Material shown:
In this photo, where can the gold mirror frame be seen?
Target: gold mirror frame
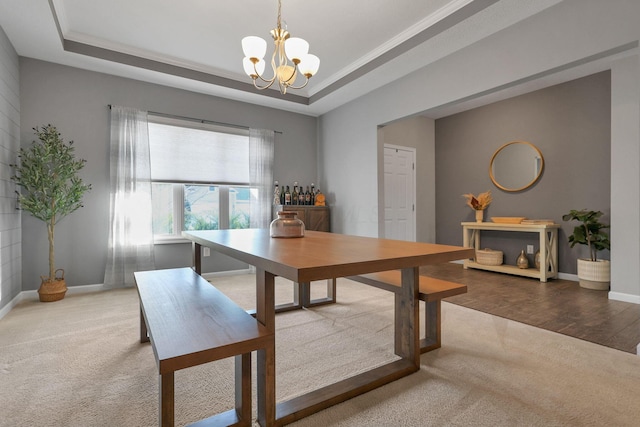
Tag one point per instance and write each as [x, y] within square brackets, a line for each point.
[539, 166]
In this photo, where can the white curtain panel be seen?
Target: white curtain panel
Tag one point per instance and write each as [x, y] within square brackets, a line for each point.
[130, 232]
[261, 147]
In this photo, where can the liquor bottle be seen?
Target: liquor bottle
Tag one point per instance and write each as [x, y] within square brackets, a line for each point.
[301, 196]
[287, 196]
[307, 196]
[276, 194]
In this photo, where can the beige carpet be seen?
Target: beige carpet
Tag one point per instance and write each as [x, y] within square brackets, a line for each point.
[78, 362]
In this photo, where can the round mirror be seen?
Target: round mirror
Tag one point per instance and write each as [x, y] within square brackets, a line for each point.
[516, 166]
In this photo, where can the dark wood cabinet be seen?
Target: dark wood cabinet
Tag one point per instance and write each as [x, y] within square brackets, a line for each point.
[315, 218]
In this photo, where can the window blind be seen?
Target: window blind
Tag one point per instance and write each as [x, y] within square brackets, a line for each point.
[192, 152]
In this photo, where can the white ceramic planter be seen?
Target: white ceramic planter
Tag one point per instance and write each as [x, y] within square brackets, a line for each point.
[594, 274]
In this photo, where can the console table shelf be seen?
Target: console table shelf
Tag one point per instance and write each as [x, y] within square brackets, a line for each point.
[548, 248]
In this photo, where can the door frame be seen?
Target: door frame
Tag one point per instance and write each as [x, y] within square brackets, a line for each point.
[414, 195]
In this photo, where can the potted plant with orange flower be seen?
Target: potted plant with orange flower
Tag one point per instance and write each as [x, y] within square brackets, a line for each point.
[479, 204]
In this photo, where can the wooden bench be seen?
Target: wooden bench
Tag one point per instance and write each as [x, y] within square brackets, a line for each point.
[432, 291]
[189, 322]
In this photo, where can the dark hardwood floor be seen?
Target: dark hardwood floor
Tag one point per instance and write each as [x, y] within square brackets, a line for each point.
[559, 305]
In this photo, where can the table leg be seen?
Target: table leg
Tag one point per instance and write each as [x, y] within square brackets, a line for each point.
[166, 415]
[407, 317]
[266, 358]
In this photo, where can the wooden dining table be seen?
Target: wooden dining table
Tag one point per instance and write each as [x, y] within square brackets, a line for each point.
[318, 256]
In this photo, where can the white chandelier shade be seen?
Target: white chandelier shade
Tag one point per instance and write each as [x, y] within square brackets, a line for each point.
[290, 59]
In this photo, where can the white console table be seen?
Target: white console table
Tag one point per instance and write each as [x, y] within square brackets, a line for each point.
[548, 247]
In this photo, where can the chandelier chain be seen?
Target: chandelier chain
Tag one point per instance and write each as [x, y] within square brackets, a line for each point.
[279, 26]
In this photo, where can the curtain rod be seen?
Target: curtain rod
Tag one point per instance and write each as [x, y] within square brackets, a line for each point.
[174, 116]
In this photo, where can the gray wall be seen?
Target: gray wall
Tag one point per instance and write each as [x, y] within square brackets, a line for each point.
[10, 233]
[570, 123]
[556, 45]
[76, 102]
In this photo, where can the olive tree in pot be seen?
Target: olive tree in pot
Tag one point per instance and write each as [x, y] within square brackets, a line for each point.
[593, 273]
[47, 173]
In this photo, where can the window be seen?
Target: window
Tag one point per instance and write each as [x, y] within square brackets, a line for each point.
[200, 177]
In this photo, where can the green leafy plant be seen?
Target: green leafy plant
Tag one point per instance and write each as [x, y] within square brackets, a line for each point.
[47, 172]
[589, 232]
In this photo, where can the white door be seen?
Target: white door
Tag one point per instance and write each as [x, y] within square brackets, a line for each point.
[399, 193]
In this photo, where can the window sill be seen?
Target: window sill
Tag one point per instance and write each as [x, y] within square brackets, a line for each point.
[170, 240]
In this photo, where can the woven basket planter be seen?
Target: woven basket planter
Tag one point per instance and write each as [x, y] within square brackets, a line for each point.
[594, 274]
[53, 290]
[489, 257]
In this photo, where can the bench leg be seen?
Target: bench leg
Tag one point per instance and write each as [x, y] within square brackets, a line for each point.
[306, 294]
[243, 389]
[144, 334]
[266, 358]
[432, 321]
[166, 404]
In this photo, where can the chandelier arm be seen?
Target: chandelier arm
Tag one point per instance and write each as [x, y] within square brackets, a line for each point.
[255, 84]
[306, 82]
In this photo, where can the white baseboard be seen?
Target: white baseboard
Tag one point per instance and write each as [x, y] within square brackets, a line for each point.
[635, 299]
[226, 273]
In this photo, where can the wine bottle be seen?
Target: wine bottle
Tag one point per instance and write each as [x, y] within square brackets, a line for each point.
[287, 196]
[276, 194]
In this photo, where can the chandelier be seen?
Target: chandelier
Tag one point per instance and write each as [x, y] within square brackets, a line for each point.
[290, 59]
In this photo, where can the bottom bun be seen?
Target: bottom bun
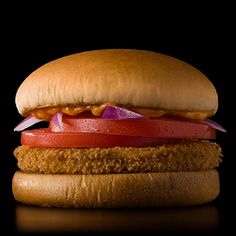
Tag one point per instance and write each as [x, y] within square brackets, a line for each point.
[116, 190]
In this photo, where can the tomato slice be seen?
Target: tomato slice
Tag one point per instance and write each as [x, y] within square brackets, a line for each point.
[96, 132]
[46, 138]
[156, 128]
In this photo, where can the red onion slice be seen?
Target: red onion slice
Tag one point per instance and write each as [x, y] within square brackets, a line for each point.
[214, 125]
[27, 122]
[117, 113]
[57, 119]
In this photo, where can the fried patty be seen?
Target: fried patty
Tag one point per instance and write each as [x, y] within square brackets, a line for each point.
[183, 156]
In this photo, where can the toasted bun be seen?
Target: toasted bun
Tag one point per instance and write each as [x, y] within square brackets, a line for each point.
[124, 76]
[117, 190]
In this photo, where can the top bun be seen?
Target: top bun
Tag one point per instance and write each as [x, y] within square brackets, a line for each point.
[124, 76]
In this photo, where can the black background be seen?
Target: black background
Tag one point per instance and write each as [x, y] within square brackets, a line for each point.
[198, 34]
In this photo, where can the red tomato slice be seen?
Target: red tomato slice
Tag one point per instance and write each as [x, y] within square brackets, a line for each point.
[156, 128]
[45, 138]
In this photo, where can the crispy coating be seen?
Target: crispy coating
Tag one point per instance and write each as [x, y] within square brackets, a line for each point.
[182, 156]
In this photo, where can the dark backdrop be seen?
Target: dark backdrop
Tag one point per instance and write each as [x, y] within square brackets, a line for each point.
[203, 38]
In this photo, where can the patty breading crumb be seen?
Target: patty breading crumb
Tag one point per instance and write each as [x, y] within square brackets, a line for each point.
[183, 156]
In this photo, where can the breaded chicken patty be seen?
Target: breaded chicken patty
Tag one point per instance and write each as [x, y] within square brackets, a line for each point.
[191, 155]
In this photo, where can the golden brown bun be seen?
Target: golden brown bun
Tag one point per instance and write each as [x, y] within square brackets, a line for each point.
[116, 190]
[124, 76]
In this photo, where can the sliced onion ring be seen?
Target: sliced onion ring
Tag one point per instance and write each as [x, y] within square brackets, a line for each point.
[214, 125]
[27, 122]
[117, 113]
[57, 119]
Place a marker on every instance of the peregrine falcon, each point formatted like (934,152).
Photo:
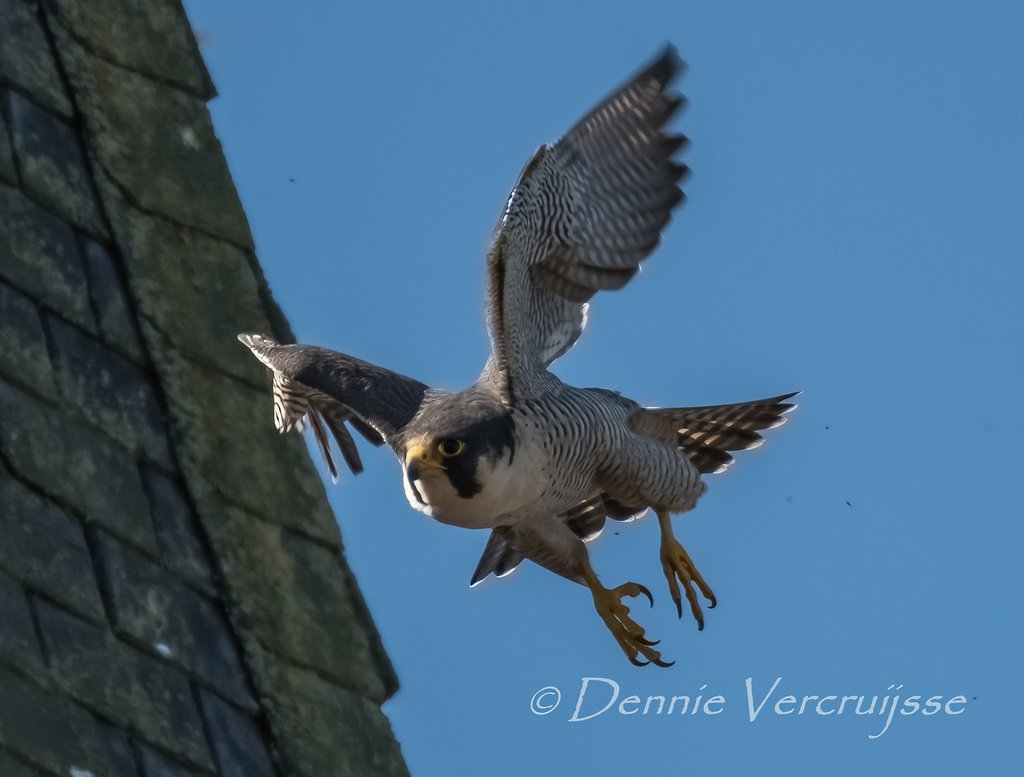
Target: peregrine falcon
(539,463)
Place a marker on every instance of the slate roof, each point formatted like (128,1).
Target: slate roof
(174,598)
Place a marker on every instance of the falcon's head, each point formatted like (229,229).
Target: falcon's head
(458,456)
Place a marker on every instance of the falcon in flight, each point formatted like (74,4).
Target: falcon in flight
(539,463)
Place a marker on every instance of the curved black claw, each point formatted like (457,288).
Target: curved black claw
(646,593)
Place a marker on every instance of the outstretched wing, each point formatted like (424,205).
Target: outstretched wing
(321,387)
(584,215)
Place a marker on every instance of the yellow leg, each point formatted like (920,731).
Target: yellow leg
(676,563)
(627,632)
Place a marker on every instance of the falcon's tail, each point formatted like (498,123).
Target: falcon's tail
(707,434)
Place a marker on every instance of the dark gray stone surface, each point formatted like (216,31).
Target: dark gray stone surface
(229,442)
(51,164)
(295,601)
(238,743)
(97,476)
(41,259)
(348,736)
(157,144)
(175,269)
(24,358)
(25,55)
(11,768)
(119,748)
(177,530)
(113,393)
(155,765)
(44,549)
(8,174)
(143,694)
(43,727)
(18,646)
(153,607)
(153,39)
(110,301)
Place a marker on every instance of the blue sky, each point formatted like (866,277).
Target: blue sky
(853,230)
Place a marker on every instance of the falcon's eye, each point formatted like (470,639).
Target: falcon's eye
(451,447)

* * *

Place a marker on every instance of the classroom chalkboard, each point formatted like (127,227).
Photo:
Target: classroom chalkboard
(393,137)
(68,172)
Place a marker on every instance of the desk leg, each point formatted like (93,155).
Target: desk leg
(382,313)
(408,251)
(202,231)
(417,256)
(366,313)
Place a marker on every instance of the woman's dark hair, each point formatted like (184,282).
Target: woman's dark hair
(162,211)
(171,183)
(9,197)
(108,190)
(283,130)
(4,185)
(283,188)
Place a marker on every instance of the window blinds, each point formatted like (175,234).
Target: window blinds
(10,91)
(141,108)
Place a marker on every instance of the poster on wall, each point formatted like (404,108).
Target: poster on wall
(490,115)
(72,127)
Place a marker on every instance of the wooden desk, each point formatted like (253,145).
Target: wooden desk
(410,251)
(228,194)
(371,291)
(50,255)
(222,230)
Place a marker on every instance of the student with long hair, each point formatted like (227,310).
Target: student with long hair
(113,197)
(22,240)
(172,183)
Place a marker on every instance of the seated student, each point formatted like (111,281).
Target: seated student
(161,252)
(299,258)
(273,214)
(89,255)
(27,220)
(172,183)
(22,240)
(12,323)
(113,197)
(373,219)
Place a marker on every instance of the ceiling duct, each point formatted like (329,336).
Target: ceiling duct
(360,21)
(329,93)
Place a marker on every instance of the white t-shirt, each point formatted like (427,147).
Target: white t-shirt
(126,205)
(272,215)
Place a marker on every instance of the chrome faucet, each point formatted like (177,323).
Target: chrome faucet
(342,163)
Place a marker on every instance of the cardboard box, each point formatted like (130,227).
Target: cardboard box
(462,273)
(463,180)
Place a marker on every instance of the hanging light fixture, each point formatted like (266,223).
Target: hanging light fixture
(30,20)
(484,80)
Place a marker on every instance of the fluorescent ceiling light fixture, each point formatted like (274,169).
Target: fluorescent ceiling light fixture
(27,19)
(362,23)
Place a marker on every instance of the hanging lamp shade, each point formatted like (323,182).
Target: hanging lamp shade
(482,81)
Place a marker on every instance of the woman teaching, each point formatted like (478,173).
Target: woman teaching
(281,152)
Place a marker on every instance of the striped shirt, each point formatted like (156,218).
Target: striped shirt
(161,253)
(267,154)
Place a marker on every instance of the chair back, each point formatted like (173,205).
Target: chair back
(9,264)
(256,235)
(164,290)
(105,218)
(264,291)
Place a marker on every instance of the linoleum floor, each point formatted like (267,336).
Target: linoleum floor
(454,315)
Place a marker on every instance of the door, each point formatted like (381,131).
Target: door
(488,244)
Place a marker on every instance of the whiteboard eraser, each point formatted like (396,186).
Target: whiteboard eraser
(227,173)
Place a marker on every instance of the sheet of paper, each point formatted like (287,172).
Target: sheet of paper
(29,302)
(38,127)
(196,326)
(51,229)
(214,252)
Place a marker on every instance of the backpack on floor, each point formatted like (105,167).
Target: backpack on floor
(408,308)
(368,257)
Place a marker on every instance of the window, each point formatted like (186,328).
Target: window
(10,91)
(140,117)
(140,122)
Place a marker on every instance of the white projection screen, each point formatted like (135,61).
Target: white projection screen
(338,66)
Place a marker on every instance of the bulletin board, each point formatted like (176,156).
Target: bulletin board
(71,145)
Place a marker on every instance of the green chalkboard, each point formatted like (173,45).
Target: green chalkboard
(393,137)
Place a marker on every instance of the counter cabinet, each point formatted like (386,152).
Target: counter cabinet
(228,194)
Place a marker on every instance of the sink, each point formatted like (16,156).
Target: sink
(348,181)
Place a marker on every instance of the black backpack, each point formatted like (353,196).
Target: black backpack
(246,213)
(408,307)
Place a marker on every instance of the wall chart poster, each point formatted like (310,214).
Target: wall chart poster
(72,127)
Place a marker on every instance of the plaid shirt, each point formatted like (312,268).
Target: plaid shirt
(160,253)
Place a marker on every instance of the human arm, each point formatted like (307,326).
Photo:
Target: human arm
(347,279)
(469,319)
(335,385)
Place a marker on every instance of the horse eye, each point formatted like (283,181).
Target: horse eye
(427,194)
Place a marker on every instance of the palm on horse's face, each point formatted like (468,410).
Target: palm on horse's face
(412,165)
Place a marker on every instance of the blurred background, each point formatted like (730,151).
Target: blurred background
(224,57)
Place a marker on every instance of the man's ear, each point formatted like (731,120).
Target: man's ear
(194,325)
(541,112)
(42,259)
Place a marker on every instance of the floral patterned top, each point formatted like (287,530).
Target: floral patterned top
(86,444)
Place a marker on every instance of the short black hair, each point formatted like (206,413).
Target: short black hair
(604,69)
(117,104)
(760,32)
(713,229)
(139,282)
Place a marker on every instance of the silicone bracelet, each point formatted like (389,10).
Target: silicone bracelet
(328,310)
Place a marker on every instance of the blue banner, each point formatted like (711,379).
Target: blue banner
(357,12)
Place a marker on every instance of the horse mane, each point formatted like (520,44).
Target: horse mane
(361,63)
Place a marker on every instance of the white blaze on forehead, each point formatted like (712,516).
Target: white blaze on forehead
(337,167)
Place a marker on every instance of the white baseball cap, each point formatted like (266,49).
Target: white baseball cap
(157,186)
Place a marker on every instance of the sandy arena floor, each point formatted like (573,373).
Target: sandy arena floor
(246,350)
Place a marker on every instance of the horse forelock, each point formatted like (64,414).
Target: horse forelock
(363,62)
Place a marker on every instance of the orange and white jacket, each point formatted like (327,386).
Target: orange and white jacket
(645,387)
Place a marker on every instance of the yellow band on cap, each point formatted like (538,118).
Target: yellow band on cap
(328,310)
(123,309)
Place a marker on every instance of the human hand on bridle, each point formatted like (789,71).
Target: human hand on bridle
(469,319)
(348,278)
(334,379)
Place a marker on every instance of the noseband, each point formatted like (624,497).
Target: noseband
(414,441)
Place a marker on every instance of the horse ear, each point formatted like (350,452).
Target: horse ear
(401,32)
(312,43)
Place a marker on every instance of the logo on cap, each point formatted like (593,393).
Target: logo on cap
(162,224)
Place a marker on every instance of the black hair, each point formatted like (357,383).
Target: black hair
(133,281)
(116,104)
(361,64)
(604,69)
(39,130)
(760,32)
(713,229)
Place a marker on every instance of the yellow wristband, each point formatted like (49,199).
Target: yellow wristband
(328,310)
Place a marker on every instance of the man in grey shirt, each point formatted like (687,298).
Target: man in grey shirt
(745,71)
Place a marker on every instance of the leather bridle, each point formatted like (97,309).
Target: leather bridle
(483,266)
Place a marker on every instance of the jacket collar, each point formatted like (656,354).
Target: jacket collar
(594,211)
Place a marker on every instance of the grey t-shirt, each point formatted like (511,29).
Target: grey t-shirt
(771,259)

---

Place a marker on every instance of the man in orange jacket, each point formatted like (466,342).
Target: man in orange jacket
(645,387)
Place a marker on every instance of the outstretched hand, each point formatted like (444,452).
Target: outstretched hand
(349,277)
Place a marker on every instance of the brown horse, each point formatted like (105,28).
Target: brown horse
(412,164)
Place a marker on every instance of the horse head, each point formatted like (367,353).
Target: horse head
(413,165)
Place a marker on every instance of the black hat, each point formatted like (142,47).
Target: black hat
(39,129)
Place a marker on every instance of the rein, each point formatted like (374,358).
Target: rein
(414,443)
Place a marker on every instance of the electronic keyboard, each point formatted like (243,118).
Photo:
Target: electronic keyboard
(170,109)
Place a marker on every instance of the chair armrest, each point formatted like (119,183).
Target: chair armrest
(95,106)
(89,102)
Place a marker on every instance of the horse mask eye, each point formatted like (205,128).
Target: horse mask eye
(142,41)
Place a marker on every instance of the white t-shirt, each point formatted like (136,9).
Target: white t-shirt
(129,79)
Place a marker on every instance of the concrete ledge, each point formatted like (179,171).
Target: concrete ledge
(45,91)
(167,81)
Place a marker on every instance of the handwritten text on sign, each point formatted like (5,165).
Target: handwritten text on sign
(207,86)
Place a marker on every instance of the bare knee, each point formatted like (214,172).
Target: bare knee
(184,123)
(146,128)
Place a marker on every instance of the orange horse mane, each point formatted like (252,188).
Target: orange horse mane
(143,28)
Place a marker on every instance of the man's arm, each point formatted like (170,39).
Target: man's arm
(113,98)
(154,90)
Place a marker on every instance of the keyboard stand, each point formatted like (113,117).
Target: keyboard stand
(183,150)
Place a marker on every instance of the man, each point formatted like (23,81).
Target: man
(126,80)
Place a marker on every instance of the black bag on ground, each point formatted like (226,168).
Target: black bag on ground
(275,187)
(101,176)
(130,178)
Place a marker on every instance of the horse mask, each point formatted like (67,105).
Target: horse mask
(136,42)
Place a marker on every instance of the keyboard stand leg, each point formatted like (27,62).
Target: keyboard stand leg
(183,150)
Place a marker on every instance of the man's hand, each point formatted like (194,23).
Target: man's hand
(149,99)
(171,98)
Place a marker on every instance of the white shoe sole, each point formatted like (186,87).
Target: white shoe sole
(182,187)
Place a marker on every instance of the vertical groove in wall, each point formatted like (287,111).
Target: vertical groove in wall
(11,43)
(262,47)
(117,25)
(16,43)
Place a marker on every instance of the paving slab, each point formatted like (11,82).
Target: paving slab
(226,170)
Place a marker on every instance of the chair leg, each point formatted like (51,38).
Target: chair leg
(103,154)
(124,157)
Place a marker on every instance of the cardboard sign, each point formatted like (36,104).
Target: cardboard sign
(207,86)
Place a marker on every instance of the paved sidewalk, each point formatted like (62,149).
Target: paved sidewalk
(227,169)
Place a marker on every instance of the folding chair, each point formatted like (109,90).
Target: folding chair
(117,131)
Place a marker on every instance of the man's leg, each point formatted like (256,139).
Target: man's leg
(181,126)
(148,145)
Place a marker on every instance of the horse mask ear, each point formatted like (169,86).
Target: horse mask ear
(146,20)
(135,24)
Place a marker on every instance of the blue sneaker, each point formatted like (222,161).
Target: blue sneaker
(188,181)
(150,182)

Goal of the exercise: Beginning with the line holding "In this photo, where can the gold mirror" in the material above, restate word for word each line through the line holding "Target: console table shelf", and exclude pictures.

Solved exercise:
In this photo, where can the gold mirror frame be seen?
Target: gold mirror frame
Tag one point per instance and write each as [x, y] within square brackets, a line for each point.
[539, 166]
In this photo, where can the white curtain panel be seen?
Target: white curtain panel
Tag one point per instance and write each as [x, y] within square brackets, a line for each point.
[130, 232]
[261, 147]
In this photo, where can the liquor bottle be seen?
Target: liquor bottle
Tag one point per instance and write each as [x, y] within square brackets, a line for each point.
[301, 196]
[287, 196]
[307, 196]
[276, 194]
In this photo, where can the beige carpet be seen?
Target: beige carpet
Tag one point per instance and write each as [x, y] within square brackets, a line for each point.
[78, 362]
In this photo, where can the round mirror be seen?
Target: round mirror
Tag one point per instance and write each as [x, y] within square brackets, a line for each point.
[516, 166]
In this photo, where can the dark wood cabinet be seen?
Target: dark wood cabinet
Tag one point per instance and write each as [x, y] within square brackets, a line for each point.
[315, 218]
In this photo, where can the window blind be seen?
Target: window blind
Tag one point per instance and write each as [x, y] within square brackets, a line for each point.
[192, 152]
In this photo, where can the white ceramic planter be seen?
Target: white ceramic planter
Tag one point per instance and write each as [x, y] within square brackets, a line for each point.
[594, 274]
In this photo, where can the console table shelf be seen?
Target: console table shelf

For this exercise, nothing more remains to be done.